Goal of the exercise: The entire listing is to be repeated verbatim.

## BEGIN Dataset excerpts

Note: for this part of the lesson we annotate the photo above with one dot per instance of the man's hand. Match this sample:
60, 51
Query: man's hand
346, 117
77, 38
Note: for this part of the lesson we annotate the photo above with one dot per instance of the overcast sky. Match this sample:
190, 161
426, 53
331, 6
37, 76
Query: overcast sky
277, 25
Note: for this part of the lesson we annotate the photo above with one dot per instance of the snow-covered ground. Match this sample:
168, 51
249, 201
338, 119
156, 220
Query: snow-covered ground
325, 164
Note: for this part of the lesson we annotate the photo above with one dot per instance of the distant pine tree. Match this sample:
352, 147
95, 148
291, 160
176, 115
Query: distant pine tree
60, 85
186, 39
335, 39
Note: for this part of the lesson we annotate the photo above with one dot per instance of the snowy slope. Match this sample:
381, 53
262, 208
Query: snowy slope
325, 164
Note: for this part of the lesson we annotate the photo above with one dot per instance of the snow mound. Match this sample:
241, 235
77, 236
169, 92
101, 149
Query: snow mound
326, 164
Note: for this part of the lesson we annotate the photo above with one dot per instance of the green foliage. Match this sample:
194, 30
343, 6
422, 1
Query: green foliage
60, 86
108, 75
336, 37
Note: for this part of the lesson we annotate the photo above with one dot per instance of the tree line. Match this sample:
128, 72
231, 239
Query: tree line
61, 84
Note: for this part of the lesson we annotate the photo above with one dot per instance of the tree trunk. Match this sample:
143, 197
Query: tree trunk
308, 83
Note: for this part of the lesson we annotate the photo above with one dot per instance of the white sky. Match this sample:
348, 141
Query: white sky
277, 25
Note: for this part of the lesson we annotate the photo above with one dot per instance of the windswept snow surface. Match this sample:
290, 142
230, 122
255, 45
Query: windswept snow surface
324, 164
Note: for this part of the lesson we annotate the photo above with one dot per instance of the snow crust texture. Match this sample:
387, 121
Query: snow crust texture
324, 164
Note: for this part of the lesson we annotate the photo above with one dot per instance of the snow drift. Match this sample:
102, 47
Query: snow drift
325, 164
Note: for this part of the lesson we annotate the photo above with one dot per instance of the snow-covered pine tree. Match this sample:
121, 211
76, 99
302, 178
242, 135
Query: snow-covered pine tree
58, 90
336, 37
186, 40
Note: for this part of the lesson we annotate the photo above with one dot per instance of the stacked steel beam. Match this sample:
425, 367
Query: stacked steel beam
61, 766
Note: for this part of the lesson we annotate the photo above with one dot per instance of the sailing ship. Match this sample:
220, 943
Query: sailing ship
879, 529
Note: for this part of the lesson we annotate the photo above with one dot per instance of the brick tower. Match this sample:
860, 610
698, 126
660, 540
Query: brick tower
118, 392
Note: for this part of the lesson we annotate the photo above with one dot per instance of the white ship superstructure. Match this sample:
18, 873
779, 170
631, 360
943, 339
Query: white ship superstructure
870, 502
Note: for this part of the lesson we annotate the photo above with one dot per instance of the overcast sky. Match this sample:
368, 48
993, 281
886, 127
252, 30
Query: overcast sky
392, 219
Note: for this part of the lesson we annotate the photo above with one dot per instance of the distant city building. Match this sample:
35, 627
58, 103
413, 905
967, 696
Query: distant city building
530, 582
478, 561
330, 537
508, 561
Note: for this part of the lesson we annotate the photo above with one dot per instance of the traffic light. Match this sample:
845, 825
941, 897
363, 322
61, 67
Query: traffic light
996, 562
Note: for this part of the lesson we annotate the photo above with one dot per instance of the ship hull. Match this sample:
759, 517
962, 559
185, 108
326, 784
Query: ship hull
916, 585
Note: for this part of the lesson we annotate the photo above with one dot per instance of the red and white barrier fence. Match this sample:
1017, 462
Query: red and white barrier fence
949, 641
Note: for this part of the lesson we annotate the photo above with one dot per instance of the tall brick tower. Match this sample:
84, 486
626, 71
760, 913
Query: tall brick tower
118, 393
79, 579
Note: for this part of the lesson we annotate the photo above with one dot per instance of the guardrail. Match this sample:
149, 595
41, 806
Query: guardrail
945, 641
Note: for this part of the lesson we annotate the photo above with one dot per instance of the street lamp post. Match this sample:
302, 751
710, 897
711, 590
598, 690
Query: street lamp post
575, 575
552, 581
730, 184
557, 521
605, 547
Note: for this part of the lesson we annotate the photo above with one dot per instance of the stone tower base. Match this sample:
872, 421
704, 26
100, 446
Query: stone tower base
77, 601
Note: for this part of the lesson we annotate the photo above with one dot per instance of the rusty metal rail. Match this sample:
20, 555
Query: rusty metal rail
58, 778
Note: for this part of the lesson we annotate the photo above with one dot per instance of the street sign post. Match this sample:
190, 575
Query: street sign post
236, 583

## END Dataset excerpts

Final answer:
Note: for this part of the lesson we annotate the photo above with one dot per instance of the man's hand. Match this sample:
60, 51
Query: man's hand
346, 117
77, 38
Note: for this part of the lesson we annotate the photo above with one dot per instance of the overcast sky. Match this sample:
190, 161
426, 53
331, 6
37, 76
Query: overcast sky
277, 25
Note: for this part of the lesson we annotate the photo above with one dot per instance of the snow-covered ground. Match this sample:
168, 51
249, 201
338, 119
156, 220
Query: snow-covered ground
325, 164
Note: for this part of the lesson we annotate the photo above with one dot per instance of the distant pine tree. Match this sample:
352, 147
95, 148
291, 160
176, 115
Query: distant pine tree
60, 85
186, 39
335, 39
Note: for this part of the lesson we annotate the photo above with one dot per instance of the snowy slope. Match this sample:
381, 53
262, 208
Query: snowy slope
325, 164
Note: for this part of the lesson we annotate the photo above with one dot per instance of the snow mound. Match this sample:
241, 235
77, 236
169, 92
101, 149
Query: snow mound
326, 164
Note: for this part of the lesson we annotate the photo above with one dot per instance of the green foliage. Match this sample:
194, 30
343, 6
422, 1
Query: green foliage
60, 86
108, 75
336, 37
Note: for this part of the lesson we annotate the photo above with one dot per instance of the tree line. Match this sample:
128, 72
231, 239
Query: tree line
61, 84
Note: for this part of the lesson we annotate the photo above with one dot per instance of the tree trunk. Match this sample:
143, 197
Query: tree trunk
308, 83
Note: for this part of the lesson we annotate the photo above with one dot per instance of the white sky. Match this sample:
348, 141
Query: white sky
277, 25
Note: for this part of the lesson we annotate the photo above with one dot per instance of the windswept snow surface. Match this sample:
290, 142
230, 122
255, 45
Query: windswept snow surface
324, 164
Note: for this part of the lesson we annotate the photo above with one dot per instance of the snow crust texture. Match this sample:
387, 121
Query: snow crust texture
324, 164
Note: for this part of the lesson we annotate the photo above with one dot per instance of the snow drift. Match this sample:
102, 47
Query: snow drift
325, 164
Note: for this part of the lesson we annotate the photo above with one dot per instance of the snow-covered pine tree. Match this sample:
121, 211
76, 99
302, 178
242, 135
Query: snow-covered pine tree
58, 90
336, 37
186, 40
Note: for this part of the lesson we annotate the photo above with one dot per instance of the stacked steel beam. Match this sample:
425, 367
Query: stacked steel beam
61, 766
Note: for this part of the lesson we annotate the photo above with one dot per instance of the sailing ship. Match this sample:
220, 943
Query: sailing ship
879, 529
Note: for this part of the lesson we annotate the photo above with one dot per instance of the brick tower. Match this sample:
860, 610
698, 126
660, 540
Query: brick tower
118, 392
Note: for this part of the lesson we annotate the photo above with one dot per instance of the white ship superstructure. Match this sample:
18, 873
779, 170
631, 360
943, 339
Query: white ship superstructure
870, 502
Note: for this part of the lesson we annotate the photo above with one dot per instance of the overcast sky. Match this sample:
368, 48
993, 281
886, 127
252, 30
Query: overcast sky
392, 219
Note: for this part of the lesson we annotate the photo above with one dot per instance of the distant city building. Match this sample:
35, 627
58, 103
413, 905
967, 696
Query: distant city building
530, 582
478, 561
330, 537
508, 561
Note: for this part of the lesson we annotate the photo above with one dot per instance of the traffic light. Match this sample:
845, 825
941, 897
363, 322
61, 67
Query: traffic light
996, 562
Note: for this part of the lesson we annotate the photo above with one dot per instance of the ship hull. Match this sample:
759, 517
962, 559
185, 108
326, 784
Query: ship hull
916, 585
Note: for this part of the lesson we annotate the photo above with one dot per instance of the red and white barrier fence. Match this sample:
1017, 462
Query: red and white barrier fence
949, 641
Note: for this part of the lesson we annotate the photo above with one dot per instance of the tall brick tower. Match this sample:
84, 486
626, 71
760, 913
Query: tall brick tower
118, 393
79, 579
Note: for this part of the lesson we annotate the photo above with one dot per instance of the guardrail. Match this sample:
149, 595
41, 806
Query: guardrail
945, 641
Note: for this part of the lesson we annotate the photo above with one dot per instance of the street lamp post. Match this sample:
302, 751
710, 897
711, 590
598, 690
Query: street lamp post
575, 575
552, 581
730, 184
557, 521
605, 547
Note: for this part of the lesson we annotate the photo above with one dot per instance of the stone tower base. Match this sample:
872, 421
704, 26
100, 446
Query: stone tower base
77, 601
Note: for this part of the lesson we annotate the photo above with one dot per instance of the rusty metal rail. Match this sample:
20, 555
Query: rusty metal rail
58, 778
Note: for this part of the lesson we annotate the photo above with one dot per instance of the street sign post. Match this sample:
190, 575
Query: street sign post
236, 583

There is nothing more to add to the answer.